[Saved entries]
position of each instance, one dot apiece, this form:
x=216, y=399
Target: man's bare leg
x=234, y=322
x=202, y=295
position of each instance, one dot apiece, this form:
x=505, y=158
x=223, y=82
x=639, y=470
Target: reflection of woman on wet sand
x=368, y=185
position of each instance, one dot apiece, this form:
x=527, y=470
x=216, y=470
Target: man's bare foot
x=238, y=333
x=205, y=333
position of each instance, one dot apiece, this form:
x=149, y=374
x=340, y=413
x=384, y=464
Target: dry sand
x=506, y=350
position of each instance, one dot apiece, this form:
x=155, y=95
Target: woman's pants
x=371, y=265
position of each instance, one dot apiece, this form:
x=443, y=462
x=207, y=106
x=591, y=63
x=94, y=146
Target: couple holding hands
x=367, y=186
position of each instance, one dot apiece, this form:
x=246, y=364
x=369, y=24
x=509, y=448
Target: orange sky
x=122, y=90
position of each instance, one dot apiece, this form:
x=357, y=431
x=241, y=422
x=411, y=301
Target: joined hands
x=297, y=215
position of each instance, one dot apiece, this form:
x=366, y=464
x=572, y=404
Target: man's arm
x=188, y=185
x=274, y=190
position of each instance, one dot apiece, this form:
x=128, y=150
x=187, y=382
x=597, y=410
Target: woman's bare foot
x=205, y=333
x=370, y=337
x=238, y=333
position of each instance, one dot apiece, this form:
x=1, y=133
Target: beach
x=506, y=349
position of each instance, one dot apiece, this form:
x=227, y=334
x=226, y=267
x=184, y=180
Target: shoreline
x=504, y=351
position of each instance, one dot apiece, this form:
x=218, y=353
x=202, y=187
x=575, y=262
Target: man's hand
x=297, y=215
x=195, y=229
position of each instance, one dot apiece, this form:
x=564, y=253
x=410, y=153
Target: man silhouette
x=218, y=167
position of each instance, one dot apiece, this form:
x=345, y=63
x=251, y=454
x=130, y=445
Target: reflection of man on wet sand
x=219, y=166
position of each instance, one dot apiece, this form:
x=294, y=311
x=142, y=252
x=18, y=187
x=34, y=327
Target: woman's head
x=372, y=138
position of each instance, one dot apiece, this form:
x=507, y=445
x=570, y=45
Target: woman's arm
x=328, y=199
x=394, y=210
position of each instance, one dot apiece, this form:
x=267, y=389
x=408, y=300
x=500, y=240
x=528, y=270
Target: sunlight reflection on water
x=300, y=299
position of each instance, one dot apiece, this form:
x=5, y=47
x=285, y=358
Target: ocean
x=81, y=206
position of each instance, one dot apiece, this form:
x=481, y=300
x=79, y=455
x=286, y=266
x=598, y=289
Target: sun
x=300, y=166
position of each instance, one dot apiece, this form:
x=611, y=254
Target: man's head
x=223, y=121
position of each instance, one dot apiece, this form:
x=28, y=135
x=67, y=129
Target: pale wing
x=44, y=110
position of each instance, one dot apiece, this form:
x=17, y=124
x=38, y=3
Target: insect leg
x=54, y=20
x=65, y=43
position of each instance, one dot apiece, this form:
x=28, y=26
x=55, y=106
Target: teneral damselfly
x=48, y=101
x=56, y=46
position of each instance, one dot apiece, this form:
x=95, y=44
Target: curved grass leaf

▶ _Required work_: Transcribe all of the records exactly.

▶ _Exercise output_:
position of each instance, one dot apiece, this form:
x=216, y=399
Target: man's bare leg
x=234, y=322
x=202, y=295
position of each instance, one dot apiece, this form:
x=505, y=158
x=223, y=82
x=639, y=470
Target: reflection of woman on wet sand
x=368, y=185
position of each instance, one dot apiece, this form:
x=527, y=470
x=216, y=470
Target: man's bare foot
x=238, y=333
x=205, y=333
position of each instance, one dot apiece, this form:
x=149, y=374
x=340, y=413
x=384, y=464
Target: dry sand
x=506, y=350
position of each instance, one dot apiece, this form:
x=155, y=95
Target: woman's pants
x=371, y=265
position of each instance, one dot apiece, this form:
x=443, y=462
x=207, y=106
x=591, y=63
x=94, y=146
Target: couple holding hands
x=367, y=186
position of each instance, one dot apiece, this form:
x=246, y=364
x=369, y=24
x=509, y=448
Target: orange sky
x=122, y=90
position of each instance, one dot apiece, this form:
x=357, y=431
x=241, y=422
x=411, y=301
Target: joined hands
x=297, y=215
position of each instance, one dot apiece, this form:
x=366, y=464
x=572, y=404
Target: man's arm
x=188, y=185
x=274, y=190
position of each instance, one dot apiece, this form:
x=128, y=150
x=187, y=382
x=597, y=410
Target: woman's bare foot
x=205, y=333
x=370, y=337
x=238, y=333
position of each instance, one dot apiece, this form:
x=1, y=133
Target: beach
x=506, y=349
position of each instance, one dot apiece, this form:
x=227, y=334
x=226, y=267
x=184, y=180
Target: shoreline
x=504, y=351
position of each instance, one dot apiece, this form:
x=218, y=353
x=202, y=187
x=575, y=262
Target: man's hand
x=297, y=215
x=195, y=229
position of each instance, one dot apiece, this form:
x=564, y=253
x=410, y=153
Target: man silhouette
x=218, y=167
position of each instance, one dot apiece, this form:
x=345, y=63
x=251, y=454
x=130, y=445
Target: reflection of man on wet sand
x=219, y=166
position of each instance, one dot apiece, this form:
x=294, y=311
x=142, y=252
x=18, y=187
x=34, y=327
Target: woman's head
x=372, y=138
position of each instance, one dot apiece, this form:
x=507, y=445
x=570, y=45
Target: woman's arm
x=328, y=199
x=394, y=210
position of each instance, one dot apiece, this form:
x=267, y=389
x=408, y=300
x=500, y=240
x=528, y=270
Target: sunlight reflection on water
x=300, y=299
position of each instance, one dot apiece, this form:
x=5, y=47
x=285, y=358
Target: ocean
x=81, y=206
position of each instance, one dot apiece, this form:
x=481, y=300
x=79, y=455
x=286, y=266
x=598, y=289
Target: sun
x=300, y=166
position of each instance, one dot apiece, this form:
x=611, y=254
Target: man's head
x=223, y=121
position of each instance, one dot apiece, this form:
x=28, y=135
x=67, y=129
Target: pale wing
x=44, y=110
position of each instance, one dot apiece, this form:
x=17, y=124
x=38, y=3
Target: insect leg
x=54, y=20
x=65, y=43
position of each instance, one dot apiece, this form:
x=28, y=26
x=55, y=106
Target: teneral damselfly
x=48, y=101
x=56, y=46
position of each instance, one dot apiece, this form:
x=95, y=44
Target: curved grass leaf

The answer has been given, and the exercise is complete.